Rewrite the part that opens with the line containing "the snow-covered roof" and closes with the line containing "[(949, 682), (496, 698), (217, 709), (75, 722), (743, 689)]", changing "stone pillar" to "stone column" and leaving everything else as it is.

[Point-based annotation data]
* * * * *

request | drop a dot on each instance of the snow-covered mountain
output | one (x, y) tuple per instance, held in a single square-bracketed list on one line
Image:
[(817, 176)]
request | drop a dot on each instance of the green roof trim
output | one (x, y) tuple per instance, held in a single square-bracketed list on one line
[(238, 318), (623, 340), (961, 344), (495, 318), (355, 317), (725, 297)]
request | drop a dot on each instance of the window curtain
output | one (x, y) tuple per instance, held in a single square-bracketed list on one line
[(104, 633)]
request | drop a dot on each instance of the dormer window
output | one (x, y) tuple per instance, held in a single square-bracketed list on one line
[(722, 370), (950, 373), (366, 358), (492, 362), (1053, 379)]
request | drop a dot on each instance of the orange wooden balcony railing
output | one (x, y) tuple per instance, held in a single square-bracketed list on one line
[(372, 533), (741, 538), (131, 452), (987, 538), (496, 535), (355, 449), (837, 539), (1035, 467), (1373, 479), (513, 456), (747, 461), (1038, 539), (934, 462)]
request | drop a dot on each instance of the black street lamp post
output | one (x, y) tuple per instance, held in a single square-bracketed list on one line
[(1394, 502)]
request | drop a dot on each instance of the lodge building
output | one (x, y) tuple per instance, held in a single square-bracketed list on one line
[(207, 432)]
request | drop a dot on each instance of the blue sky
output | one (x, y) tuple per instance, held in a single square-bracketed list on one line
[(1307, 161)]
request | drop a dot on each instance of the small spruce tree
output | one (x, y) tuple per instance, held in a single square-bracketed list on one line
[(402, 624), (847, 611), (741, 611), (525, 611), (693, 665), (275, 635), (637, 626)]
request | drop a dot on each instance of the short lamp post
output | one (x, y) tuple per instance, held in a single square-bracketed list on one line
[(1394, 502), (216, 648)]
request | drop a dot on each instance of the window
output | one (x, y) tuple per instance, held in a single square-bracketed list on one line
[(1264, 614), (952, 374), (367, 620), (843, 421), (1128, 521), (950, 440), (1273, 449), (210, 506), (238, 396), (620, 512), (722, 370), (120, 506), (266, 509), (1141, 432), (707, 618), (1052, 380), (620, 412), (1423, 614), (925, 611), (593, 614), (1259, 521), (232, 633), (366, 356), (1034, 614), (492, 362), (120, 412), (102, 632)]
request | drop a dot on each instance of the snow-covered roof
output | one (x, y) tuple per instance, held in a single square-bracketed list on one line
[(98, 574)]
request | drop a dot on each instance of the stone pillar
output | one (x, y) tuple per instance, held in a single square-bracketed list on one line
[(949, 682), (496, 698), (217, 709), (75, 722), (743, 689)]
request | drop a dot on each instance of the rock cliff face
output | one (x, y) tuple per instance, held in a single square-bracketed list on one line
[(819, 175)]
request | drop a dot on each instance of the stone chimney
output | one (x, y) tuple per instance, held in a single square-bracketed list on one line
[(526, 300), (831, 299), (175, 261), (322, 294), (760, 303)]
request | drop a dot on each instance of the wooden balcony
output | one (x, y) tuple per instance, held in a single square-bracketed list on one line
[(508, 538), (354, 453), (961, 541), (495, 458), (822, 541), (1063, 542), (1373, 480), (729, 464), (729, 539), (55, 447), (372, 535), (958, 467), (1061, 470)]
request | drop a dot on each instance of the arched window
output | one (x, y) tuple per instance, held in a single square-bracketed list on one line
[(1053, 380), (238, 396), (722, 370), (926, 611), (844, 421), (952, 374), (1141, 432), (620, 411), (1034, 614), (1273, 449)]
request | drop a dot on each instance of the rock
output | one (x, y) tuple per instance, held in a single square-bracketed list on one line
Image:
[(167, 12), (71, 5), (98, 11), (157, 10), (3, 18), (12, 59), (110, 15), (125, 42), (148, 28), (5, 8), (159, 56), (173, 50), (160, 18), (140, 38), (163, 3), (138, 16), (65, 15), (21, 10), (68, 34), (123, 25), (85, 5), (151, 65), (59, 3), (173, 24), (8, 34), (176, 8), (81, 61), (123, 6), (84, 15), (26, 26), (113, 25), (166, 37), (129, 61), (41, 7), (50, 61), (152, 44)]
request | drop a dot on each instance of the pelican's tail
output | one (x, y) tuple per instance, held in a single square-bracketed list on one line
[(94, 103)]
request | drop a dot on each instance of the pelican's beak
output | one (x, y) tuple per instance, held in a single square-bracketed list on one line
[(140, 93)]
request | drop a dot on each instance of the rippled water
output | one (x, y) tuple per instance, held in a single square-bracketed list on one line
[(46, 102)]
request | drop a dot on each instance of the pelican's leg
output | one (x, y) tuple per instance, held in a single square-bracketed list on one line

* * * * *

**Task solution**.
request | drop a dot on each instance of the snow-covered roof
output | one (x, y) tuple per instance, held in a single square-bracketed list on one line
[(98, 574)]
request | drop a dot on each instance of the stone column
output | one (x, y) tuple per instance, held in a single square-bracketed list on one line
[(949, 682), (496, 698), (217, 709), (75, 722), (743, 689)]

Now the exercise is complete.